Object outline annotations
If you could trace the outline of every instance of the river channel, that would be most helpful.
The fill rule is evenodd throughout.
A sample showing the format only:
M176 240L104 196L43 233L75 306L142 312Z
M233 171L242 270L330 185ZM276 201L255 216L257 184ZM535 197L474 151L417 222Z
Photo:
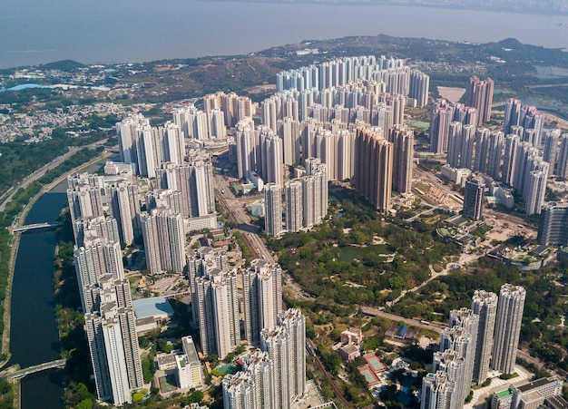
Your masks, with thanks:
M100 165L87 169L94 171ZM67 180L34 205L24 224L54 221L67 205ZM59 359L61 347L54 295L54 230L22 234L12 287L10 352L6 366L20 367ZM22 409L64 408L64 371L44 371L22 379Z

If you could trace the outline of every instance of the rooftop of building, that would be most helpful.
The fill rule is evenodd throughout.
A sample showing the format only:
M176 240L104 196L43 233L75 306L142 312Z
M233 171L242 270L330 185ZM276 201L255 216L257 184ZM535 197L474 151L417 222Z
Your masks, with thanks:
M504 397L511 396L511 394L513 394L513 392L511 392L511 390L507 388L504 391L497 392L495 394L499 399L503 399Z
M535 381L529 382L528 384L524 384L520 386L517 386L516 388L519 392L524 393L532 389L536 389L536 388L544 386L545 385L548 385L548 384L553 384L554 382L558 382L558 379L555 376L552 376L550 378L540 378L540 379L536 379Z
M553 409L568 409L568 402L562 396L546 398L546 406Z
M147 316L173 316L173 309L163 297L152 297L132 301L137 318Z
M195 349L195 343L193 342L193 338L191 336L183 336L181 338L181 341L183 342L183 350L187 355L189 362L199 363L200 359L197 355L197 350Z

**Goal**
Return all of the items above verbatim, leaving out the pictures.

**Result for this exercise**
If you could trace the outline of every instance of the river channel, that would be most helpful.
The fill rule is evenodd throughout.
A sample showing the format only:
M176 240L104 196L43 233L75 306L142 312Z
M233 171L242 270L330 185ZM276 201L255 216L257 184ZM535 197L474 151L417 222Z
Photo:
Your masks, with thanks:
M100 165L87 169L94 171ZM67 180L34 205L24 224L54 221L67 205ZM59 359L61 347L54 295L54 230L22 234L12 287L10 352L6 366L20 367ZM22 409L64 408L64 371L44 371L22 379Z

If you could trace the outline of every instance of the rooftop of building, that would be most helpful.
The fill rule is evenodd throughout.
A sample showing the format only:
M176 240L104 196L43 233L75 306L142 312Z
M233 171L242 270L330 185ZM276 201L255 216L257 184ZM535 197L474 151L417 222Z
Your masks, with thanks:
M504 397L511 396L511 394L513 394L513 392L511 392L511 390L507 388L504 391L497 392L495 394L499 399L503 399Z
M535 381L529 382L528 384L524 384L520 386L517 386L516 388L519 392L524 393L532 389L536 389L536 388L544 386L545 385L548 385L548 384L553 384L554 382L558 382L558 379L555 376L552 376L550 378L540 378L540 379L536 379Z
M553 409L568 409L568 402L562 396L546 398L546 406Z
M147 316L173 316L173 309L163 297L152 297L132 301L137 318Z
M195 349L195 343L193 342L193 338L191 336L183 336L181 338L181 341L183 342L183 350L187 355L189 362L199 363L200 359L197 355L197 350Z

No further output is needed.